# Short problem:
Please copy the stretch of rows from the line containing "Target: stone cornice" through the end of the rows, substituting "leafy tree" for "green tree" and leaving everything else unchanged.

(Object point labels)
----------------

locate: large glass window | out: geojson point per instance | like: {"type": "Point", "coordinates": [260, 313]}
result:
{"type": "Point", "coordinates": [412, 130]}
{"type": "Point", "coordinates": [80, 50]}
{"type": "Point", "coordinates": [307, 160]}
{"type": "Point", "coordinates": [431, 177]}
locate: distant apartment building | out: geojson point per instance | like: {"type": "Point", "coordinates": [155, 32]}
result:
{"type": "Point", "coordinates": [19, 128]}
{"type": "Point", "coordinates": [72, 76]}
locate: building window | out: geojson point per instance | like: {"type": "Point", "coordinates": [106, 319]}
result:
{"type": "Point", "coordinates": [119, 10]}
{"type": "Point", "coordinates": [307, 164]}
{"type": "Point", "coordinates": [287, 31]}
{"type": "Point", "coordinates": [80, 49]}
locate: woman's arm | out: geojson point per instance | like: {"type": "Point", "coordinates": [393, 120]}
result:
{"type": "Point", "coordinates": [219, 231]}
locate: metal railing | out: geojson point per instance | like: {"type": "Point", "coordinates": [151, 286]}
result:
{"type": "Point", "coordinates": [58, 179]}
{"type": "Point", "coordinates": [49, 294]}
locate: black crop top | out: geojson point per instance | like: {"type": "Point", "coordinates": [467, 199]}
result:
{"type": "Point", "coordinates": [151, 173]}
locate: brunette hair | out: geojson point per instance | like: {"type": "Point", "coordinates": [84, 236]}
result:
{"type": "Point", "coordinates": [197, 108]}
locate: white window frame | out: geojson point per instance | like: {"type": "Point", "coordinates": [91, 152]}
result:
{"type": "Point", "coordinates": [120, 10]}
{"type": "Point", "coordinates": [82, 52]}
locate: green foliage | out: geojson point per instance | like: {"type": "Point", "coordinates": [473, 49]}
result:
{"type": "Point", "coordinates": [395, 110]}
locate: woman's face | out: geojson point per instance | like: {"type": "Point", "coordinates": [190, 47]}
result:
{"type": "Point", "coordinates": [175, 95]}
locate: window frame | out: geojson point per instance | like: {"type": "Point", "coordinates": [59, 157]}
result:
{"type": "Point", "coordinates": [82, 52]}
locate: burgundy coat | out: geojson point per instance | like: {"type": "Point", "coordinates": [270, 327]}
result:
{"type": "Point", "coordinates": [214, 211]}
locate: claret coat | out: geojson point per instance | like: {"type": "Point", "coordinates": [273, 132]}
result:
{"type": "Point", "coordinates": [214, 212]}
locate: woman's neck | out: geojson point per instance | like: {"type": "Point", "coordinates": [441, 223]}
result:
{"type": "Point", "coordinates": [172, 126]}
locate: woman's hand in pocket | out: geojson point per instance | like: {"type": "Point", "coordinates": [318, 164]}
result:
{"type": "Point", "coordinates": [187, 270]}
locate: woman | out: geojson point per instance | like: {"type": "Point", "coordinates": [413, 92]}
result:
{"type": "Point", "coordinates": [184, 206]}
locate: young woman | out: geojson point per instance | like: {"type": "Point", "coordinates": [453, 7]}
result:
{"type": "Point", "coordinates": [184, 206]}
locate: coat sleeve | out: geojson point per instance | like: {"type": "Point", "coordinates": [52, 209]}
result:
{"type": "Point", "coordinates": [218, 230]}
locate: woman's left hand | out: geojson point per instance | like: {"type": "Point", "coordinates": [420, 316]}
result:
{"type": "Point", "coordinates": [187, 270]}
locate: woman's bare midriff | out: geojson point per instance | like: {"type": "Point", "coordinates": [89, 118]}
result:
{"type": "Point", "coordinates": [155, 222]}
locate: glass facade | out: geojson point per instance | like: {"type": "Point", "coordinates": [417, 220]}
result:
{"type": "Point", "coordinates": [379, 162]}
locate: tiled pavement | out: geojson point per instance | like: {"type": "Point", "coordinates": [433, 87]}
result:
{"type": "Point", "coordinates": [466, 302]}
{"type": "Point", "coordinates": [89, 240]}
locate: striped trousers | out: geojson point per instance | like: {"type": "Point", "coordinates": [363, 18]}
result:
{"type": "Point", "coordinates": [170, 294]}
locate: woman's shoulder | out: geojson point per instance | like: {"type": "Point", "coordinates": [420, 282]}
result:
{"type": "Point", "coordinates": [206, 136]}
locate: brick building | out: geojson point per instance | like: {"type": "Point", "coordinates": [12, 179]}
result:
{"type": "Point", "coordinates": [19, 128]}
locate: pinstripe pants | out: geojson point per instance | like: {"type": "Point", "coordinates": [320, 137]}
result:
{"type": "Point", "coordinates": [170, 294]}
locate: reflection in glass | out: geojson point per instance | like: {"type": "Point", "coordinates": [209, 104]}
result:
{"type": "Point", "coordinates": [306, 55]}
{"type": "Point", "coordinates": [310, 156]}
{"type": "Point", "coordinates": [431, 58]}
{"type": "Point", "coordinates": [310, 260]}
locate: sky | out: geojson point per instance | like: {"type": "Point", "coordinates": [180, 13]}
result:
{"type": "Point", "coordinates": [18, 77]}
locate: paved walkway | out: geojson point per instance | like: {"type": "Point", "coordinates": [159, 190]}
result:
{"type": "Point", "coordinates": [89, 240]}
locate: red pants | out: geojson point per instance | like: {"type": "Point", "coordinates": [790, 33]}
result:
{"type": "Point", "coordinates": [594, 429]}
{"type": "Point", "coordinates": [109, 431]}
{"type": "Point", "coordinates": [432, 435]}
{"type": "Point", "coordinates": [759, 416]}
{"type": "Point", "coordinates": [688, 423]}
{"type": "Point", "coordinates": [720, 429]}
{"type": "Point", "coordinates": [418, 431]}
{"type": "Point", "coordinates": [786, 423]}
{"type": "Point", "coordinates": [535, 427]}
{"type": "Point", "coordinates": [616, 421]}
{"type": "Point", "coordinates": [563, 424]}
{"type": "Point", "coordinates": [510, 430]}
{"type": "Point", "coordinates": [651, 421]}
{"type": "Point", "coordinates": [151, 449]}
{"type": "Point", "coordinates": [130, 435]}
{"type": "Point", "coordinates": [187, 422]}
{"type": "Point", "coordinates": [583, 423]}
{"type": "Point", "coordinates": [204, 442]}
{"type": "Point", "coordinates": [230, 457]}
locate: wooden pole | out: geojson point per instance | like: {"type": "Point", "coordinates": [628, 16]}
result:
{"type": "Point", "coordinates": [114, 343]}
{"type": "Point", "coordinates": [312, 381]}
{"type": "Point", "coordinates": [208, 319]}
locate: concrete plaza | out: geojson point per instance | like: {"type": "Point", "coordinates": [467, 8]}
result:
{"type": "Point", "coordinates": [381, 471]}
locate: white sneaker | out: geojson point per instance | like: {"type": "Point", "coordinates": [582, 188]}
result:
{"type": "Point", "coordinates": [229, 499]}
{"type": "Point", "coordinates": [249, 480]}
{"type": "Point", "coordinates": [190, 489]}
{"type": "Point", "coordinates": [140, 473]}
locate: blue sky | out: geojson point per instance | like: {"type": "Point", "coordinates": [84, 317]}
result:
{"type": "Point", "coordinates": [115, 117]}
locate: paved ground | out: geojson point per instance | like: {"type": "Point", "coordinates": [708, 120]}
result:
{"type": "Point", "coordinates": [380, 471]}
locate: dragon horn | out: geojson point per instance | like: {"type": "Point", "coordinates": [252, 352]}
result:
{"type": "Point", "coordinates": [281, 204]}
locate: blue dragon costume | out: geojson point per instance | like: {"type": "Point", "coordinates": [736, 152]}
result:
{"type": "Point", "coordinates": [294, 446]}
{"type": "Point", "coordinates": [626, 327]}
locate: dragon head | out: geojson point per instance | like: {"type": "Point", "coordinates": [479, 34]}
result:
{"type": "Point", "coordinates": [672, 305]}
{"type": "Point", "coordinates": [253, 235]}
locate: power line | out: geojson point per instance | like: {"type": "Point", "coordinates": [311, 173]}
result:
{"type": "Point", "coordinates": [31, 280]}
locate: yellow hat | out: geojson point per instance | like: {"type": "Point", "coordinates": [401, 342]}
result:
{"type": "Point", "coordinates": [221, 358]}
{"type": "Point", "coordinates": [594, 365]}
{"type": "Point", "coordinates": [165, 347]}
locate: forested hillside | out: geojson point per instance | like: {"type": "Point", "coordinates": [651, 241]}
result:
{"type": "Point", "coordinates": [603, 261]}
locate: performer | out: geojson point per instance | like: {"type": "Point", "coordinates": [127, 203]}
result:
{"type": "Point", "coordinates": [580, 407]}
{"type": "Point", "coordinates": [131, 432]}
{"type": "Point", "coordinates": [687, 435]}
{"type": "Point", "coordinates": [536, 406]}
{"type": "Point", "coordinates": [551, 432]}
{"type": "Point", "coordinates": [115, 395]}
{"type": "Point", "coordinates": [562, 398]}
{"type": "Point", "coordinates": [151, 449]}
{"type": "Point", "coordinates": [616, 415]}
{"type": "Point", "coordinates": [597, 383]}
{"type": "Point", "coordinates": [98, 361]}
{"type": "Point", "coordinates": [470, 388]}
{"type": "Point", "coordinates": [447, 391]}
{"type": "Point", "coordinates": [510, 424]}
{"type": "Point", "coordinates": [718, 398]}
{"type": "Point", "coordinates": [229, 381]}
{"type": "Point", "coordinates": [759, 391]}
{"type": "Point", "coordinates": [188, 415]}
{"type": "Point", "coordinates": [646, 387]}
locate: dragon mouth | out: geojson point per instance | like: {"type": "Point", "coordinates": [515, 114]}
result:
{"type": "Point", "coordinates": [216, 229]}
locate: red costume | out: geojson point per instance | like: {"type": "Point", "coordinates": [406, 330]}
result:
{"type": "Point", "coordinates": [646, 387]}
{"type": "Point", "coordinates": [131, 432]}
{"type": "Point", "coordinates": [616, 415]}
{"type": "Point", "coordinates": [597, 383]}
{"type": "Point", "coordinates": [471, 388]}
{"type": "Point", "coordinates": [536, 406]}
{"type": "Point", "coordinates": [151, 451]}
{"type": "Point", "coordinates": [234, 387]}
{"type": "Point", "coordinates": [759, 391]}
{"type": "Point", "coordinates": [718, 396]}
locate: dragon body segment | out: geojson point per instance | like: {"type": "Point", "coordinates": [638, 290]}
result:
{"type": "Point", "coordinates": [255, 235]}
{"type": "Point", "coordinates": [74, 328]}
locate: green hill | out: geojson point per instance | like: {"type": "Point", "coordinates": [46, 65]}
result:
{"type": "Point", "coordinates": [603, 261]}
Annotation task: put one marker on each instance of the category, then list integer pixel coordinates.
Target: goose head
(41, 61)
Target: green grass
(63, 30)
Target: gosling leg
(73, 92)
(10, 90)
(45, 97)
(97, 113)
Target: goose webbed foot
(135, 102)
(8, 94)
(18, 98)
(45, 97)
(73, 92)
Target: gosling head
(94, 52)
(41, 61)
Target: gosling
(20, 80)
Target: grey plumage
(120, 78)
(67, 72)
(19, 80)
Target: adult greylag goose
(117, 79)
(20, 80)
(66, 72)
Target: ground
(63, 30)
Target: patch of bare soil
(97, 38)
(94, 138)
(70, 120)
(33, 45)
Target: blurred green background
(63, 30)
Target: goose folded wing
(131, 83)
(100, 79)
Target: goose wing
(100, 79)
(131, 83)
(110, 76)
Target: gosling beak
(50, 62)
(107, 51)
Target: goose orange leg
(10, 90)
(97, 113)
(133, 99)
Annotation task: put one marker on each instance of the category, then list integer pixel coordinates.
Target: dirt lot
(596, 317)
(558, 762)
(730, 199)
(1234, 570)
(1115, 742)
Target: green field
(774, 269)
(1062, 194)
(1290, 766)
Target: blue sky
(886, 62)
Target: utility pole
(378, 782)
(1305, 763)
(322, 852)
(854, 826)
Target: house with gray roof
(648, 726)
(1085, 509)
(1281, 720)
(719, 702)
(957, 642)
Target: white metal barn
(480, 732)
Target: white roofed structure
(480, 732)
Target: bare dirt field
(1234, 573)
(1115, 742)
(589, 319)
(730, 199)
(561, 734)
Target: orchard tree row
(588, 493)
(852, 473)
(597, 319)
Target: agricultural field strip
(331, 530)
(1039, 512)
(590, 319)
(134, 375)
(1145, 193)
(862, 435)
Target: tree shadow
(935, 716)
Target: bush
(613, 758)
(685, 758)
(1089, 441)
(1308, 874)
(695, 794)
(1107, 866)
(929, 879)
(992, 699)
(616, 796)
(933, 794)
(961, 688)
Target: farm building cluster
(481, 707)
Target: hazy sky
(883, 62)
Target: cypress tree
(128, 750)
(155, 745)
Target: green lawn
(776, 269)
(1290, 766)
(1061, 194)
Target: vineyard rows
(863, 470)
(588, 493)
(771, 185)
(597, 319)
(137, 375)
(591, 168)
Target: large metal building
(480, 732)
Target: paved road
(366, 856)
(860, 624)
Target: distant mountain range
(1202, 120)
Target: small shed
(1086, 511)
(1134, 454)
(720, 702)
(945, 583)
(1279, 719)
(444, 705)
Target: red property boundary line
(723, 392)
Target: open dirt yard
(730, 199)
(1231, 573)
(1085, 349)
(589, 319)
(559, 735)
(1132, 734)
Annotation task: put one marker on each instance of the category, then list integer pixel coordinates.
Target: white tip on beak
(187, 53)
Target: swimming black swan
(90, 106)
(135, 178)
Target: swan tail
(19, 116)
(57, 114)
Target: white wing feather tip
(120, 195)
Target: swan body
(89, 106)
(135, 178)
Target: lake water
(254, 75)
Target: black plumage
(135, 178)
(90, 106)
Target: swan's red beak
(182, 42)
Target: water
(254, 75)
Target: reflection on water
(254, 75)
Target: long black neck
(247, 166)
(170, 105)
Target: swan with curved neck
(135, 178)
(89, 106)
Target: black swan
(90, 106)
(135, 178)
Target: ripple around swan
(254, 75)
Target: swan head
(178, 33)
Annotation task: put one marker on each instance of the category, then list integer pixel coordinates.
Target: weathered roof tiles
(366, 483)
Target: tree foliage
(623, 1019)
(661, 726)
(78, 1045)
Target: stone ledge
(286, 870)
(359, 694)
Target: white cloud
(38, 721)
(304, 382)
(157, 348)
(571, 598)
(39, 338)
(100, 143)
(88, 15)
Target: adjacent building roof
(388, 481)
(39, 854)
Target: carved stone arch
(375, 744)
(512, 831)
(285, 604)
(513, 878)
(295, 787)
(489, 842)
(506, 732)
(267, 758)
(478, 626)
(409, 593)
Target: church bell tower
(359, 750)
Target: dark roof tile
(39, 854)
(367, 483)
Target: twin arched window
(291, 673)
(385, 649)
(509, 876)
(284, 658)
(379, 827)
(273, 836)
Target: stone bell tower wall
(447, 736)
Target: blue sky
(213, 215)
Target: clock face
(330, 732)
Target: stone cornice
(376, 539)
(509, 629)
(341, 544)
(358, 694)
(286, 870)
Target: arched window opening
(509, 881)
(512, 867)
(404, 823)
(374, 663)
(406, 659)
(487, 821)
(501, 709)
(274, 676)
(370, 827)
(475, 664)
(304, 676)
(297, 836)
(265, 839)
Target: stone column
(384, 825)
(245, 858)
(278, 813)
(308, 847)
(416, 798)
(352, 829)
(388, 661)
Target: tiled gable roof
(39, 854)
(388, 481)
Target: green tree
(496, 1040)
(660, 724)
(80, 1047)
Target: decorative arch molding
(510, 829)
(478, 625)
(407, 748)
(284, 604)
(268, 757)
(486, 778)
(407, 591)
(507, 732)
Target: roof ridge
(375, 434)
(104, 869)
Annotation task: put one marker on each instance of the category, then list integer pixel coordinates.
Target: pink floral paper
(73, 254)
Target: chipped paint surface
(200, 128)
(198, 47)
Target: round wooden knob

----------------

# Exercise answer:
Target: stone cornice
(376, 539)
(509, 629)
(341, 544)
(358, 694)
(286, 870)
Target: arched window opening
(509, 881)
(512, 867)
(404, 823)
(374, 663)
(406, 659)
(487, 821)
(501, 709)
(274, 676)
(370, 827)
(475, 664)
(304, 676)
(297, 836)
(265, 839)
Target: stone column
(384, 825)
(245, 858)
(278, 813)
(308, 847)
(416, 798)
(352, 829)
(388, 661)
Target: tiled gable roof
(39, 854)
(388, 481)
Target: leafy tree
(496, 1040)
(660, 724)
(80, 1047)
Target: decorative arch molding
(510, 829)
(478, 625)
(407, 748)
(284, 604)
(268, 757)
(486, 778)
(407, 591)
(507, 732)
Target: roof ridge
(375, 434)
(104, 869)
Annotation task: put one marker on each instance of the category, then list integer pixel coordinates.
Target: pink floral paper
(73, 254)
Target: chipped paint surface
(200, 128)
(198, 47)
Target: round wooden knob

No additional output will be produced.